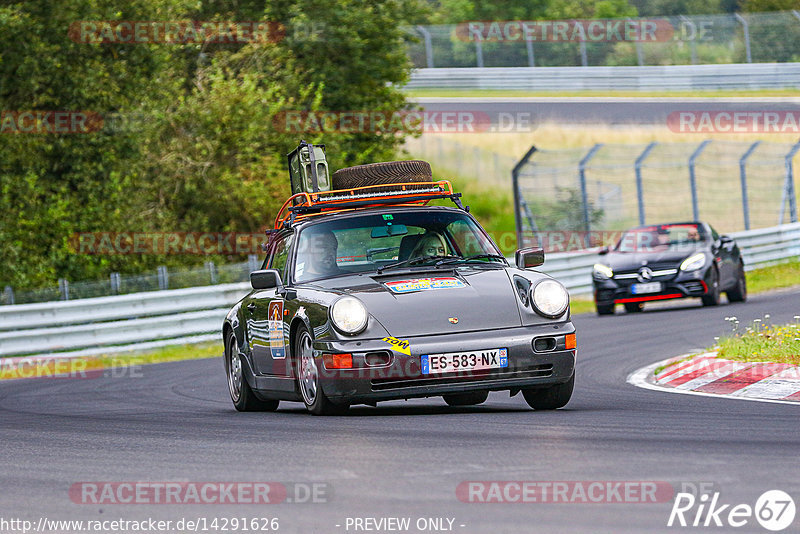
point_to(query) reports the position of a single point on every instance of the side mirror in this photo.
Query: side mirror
(266, 279)
(529, 257)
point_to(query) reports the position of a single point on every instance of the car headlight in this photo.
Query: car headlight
(694, 262)
(550, 299)
(602, 271)
(349, 315)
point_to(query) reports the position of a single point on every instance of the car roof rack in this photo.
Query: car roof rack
(304, 205)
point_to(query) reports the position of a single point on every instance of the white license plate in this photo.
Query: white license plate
(652, 287)
(464, 361)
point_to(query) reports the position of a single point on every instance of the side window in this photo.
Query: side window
(280, 253)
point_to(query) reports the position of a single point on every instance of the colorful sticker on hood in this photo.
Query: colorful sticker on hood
(276, 345)
(422, 284)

### PROBLEM:
Without the pictures, restate all of the entries above verbatim.

### RESPONSE FOR THIS EXERCISE:
point_to(query) reports the position of a single point on every instance of the side mirror in this photo.
Query: side mirror
(266, 279)
(529, 257)
point_to(query) reports the position of a single point on every instance of the car headlight in this photo.
Query: car headlight
(694, 262)
(550, 299)
(602, 271)
(349, 315)
point_to(query) reports the position of a single point on every instance of the car roof rack in this photo.
Query: car roof rack
(304, 205)
point_to(query) reports the position of a single point on every instance of the white license plate in this photo.
Query: white license plate
(652, 287)
(464, 361)
point_to(query) reports the position of a single point on every instance of the side window in this photo.
Query: side window
(280, 253)
point_to(query) reports the position of a single point on every instance of the colorful sticker on hood in this photo.
Query: colorful sticker on hood
(276, 345)
(422, 284)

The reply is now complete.